Your task is to transcribe all of the records exactly and leave out the pictures.

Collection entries
━━━━━━
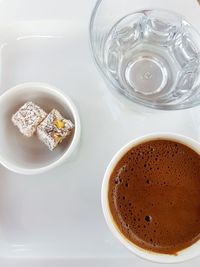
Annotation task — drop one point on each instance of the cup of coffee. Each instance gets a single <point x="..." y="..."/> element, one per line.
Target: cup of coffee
<point x="151" y="197"/>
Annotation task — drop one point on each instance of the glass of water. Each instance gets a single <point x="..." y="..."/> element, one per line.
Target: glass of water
<point x="151" y="56"/>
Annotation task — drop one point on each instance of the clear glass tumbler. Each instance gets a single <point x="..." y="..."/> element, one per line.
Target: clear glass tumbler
<point x="152" y="56"/>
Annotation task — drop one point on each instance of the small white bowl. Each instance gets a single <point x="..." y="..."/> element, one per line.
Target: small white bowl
<point x="183" y="255"/>
<point x="29" y="155"/>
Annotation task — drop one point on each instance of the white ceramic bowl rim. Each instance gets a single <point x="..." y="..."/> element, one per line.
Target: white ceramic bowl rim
<point x="181" y="256"/>
<point x="77" y="132"/>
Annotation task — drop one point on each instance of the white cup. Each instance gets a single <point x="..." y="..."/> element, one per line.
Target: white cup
<point x="28" y="155"/>
<point x="183" y="255"/>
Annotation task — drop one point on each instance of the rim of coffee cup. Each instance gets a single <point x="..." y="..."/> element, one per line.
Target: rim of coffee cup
<point x="181" y="256"/>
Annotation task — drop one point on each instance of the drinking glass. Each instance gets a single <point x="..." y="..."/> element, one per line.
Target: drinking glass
<point x="150" y="55"/>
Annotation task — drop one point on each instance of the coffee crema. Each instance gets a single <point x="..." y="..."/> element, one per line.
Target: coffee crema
<point x="154" y="196"/>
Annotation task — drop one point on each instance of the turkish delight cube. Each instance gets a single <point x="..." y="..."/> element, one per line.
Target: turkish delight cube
<point x="54" y="129"/>
<point x="28" y="117"/>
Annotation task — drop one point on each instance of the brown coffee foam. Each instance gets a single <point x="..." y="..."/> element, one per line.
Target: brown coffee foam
<point x="154" y="196"/>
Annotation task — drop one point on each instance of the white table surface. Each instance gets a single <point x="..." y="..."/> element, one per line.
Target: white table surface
<point x="55" y="219"/>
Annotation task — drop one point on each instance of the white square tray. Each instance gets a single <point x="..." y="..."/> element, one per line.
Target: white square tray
<point x="55" y="219"/>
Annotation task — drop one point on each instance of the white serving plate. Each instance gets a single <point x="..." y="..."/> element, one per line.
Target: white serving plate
<point x="55" y="219"/>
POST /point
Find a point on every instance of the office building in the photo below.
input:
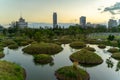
━━━━━━
> **Exercise response**
Annotation task — drop one point on each instance of the cup of coffee. Each instance gets a single <point x="..." y="..."/> element, one per line.
Target: cup of coffee
<point x="151" y="197"/>
Annotation task — drop one point on each instance of the glass of water. Each instance gets a single <point x="..." y="..."/> element, one per line.
Target: glass of water
<point x="151" y="56"/>
Annotation task — drop one point on each instance of the clear glass tumbler. Each instance gets a single <point x="..." y="..."/> element, one per line.
Target: clear glass tumbler
<point x="152" y="56"/>
Annotation task — drop one point on each instance of the small white bowl. Each instance gets a single <point x="..." y="..."/> element, one per line.
Target: small white bowl
<point x="183" y="255"/>
<point x="29" y="155"/>
Annotation task — drop one point on each instance of the white ceramic bowl rim. Each instance gets a single <point x="..." y="..."/> element, one per line.
Target: white ceramic bowl rim
<point x="181" y="256"/>
<point x="77" y="132"/>
Annotation task — drop one point on each instance of the white cup. Each instance gets a single <point x="..." y="..."/> element, one per line.
Target: white cup
<point x="28" y="155"/>
<point x="183" y="255"/>
Annotation task — drop one point on each instance of the rim of coffee cup. Each instance gets a single <point x="..." y="..."/> element, one per line.
Target: rim of coffee cup
<point x="181" y="256"/>
Annotation task — drop one point on each instance of the drinking glass. Each instance gets a single <point x="..." y="..."/> element, one per line.
Target: drinking glass
<point x="150" y="55"/>
Annotation task — drop one point on each instance of the coffee crema. Each instance gets a single <point x="..." y="..."/> element, one per line.
Target: coffee crema
<point x="154" y="196"/>
Annotation task — drop one point on each instance of the turkish delight cube. Each instance gets a single <point x="..." y="..."/> element, one per line.
Target: turkish delight cube
<point x="54" y="129"/>
<point x="28" y="117"/>
Annotation task — drop one point on each instance of the brown coffee foam. Each instance gets a single <point x="..." y="..."/> element, one per line.
Target: brown coffee foam
<point x="154" y="196"/>
Annotation task — drop one point on each instance of the white table surface. Each instance gets a single <point x="..." y="..."/> element, one per line.
Target: white table surface
<point x="55" y="219"/>
Annotation task — drop one point on each instance of the white square tray. Each instance gets a single <point x="..." y="..."/> element, one per line.
Target: white square tray
<point x="55" y="219"/>
Annotation task — drop one point on each instance of the white serving plate. Each instance gets a single <point x="..." y="..."/> element, one per line.
Target: white serving plate
<point x="55" y="219"/>
POST /point
Find a point on every instance of the office building in the photo below.
input:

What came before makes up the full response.